[WHAT TO PRODUCE] Please count how many of the lines below contain the word "hair" with matching case, and reply with that number alone.
————
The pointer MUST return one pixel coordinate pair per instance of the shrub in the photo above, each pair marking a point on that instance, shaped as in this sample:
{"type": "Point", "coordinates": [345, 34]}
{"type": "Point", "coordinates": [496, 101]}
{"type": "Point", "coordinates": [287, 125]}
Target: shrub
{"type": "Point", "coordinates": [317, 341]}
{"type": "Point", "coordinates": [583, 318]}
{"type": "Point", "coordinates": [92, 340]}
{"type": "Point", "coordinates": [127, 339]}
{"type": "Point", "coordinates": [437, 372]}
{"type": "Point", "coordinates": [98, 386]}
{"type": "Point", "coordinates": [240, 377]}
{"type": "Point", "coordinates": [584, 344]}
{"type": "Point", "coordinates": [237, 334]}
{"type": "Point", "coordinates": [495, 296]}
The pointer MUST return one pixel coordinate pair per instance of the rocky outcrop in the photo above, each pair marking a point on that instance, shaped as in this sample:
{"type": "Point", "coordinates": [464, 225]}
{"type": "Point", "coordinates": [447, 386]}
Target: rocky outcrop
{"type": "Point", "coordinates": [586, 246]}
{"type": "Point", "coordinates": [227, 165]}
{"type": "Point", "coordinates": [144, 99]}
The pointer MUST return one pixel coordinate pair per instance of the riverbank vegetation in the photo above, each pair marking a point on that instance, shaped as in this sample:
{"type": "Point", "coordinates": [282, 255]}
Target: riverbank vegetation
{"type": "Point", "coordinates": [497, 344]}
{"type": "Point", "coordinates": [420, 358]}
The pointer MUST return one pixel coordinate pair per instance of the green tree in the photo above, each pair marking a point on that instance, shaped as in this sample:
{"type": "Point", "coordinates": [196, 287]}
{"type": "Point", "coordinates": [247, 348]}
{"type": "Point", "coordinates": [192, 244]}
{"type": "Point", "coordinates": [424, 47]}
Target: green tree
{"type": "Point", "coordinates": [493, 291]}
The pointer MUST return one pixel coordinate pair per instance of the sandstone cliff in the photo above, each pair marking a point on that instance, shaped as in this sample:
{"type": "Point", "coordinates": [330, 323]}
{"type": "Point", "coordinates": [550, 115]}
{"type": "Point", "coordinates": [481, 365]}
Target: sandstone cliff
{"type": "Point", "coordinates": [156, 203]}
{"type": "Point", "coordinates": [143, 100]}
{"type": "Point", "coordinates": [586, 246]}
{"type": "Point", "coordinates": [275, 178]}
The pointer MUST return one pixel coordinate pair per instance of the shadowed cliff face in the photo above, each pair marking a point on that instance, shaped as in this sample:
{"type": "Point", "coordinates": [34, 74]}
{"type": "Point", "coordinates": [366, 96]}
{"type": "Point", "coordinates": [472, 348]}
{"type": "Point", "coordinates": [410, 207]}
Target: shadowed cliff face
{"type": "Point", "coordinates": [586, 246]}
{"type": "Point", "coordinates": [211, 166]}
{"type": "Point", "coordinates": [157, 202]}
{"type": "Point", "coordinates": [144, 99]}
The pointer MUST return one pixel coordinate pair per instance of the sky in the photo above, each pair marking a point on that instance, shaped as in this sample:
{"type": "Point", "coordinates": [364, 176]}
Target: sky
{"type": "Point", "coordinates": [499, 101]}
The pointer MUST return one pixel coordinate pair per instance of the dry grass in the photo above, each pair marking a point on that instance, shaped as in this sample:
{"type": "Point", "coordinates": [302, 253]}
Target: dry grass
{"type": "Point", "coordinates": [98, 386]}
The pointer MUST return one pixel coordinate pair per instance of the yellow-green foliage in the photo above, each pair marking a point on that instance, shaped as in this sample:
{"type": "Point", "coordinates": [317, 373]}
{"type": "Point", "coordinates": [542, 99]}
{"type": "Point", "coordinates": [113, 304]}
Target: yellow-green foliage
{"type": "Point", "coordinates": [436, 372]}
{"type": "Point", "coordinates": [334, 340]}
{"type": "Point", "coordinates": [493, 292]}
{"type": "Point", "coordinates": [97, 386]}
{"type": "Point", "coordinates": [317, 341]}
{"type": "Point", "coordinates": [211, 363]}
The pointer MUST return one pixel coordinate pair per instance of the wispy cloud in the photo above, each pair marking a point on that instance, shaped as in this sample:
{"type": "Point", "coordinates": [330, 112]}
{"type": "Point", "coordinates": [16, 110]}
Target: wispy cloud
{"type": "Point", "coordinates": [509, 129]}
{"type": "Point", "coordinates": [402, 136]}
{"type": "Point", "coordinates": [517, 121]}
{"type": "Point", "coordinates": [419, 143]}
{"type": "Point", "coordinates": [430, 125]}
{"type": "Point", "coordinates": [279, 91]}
————
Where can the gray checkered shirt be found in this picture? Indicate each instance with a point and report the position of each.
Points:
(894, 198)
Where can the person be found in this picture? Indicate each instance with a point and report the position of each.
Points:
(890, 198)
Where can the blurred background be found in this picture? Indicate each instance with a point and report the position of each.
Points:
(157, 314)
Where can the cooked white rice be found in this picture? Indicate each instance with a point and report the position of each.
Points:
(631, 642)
————
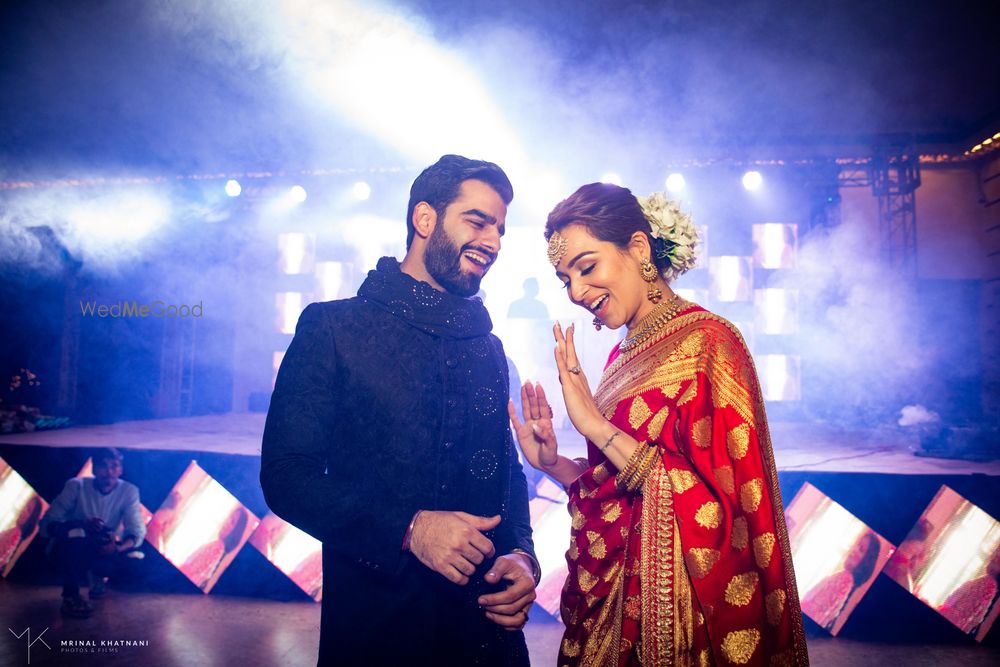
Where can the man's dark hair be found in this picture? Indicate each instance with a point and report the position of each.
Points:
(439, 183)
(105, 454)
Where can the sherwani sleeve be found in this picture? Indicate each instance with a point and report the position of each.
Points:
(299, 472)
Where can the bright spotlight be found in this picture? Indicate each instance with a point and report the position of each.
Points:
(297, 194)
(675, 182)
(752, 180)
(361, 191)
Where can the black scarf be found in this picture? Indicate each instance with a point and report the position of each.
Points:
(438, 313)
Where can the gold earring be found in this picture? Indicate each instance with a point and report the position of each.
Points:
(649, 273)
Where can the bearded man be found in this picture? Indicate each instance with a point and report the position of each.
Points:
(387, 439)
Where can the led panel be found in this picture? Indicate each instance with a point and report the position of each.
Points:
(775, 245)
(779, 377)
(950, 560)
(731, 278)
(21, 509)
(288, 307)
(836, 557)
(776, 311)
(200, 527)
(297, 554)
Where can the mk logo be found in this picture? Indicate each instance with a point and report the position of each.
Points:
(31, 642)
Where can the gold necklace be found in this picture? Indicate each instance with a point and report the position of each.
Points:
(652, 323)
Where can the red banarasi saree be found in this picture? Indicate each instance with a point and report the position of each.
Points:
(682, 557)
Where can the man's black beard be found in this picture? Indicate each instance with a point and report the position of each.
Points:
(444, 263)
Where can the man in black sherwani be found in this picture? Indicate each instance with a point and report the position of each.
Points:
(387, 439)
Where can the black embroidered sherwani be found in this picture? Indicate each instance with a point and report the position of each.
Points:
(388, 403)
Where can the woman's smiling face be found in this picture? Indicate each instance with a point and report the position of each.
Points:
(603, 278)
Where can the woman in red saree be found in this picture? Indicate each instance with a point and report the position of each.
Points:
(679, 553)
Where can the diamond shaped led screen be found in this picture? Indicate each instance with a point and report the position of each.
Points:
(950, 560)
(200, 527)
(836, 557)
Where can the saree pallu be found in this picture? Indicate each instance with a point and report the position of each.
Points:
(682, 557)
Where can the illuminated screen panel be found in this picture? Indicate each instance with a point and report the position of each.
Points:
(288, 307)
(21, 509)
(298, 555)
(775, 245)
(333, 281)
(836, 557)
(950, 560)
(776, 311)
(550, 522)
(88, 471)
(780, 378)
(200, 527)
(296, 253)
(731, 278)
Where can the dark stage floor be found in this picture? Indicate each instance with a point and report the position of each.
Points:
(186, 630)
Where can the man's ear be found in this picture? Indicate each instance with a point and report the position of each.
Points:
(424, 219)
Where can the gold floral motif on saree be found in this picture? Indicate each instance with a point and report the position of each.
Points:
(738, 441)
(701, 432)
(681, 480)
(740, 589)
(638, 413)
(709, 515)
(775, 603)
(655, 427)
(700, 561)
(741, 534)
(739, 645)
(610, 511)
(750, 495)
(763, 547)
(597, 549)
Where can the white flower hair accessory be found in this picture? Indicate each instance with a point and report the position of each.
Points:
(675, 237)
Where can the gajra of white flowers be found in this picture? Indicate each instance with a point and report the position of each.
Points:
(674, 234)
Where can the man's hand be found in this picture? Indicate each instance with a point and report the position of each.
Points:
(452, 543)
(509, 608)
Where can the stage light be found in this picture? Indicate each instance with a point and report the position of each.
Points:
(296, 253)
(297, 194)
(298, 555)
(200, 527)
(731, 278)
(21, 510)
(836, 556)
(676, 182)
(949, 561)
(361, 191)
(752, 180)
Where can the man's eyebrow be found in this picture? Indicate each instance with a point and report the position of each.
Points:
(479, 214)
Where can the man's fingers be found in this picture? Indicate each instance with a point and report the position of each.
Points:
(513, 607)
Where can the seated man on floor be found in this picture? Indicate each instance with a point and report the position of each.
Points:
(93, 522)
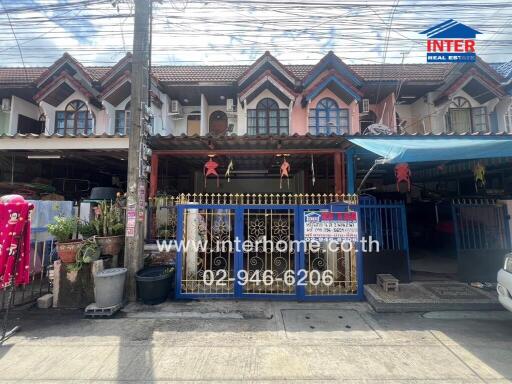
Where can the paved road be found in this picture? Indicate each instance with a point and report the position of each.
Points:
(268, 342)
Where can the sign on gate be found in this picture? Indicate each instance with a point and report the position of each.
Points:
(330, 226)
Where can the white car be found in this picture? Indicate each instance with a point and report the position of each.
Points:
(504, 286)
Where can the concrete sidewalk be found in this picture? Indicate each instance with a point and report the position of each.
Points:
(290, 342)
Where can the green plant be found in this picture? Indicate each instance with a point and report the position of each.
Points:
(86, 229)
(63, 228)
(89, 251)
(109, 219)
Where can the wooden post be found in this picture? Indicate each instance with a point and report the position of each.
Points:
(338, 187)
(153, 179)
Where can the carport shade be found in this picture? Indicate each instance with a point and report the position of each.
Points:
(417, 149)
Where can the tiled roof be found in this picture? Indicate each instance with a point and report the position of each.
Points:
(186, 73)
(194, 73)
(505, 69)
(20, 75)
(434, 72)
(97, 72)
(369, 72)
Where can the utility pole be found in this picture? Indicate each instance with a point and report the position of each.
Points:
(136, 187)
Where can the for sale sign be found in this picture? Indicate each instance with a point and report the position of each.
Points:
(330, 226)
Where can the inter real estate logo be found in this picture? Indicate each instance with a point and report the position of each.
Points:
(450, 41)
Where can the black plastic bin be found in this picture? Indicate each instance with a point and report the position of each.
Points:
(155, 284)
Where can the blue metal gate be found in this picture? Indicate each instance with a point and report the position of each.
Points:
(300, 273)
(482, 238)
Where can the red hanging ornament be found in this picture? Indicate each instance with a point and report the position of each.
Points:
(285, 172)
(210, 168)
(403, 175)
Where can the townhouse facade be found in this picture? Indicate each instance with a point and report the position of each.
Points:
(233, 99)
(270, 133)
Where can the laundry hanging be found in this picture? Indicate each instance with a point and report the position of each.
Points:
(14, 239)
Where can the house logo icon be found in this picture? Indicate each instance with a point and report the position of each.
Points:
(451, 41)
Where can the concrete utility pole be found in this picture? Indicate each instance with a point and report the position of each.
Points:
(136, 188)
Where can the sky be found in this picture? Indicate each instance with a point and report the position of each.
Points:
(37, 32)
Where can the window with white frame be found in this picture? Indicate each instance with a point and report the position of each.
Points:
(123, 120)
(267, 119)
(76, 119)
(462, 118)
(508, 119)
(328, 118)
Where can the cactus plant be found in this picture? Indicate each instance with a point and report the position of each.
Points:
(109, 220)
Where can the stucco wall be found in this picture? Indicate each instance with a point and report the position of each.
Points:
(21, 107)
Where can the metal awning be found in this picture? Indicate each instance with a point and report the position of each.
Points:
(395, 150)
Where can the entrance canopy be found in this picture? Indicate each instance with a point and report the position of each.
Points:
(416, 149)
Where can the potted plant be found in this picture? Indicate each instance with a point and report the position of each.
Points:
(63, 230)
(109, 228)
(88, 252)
————
[OUTPUT OF THE TASK] 2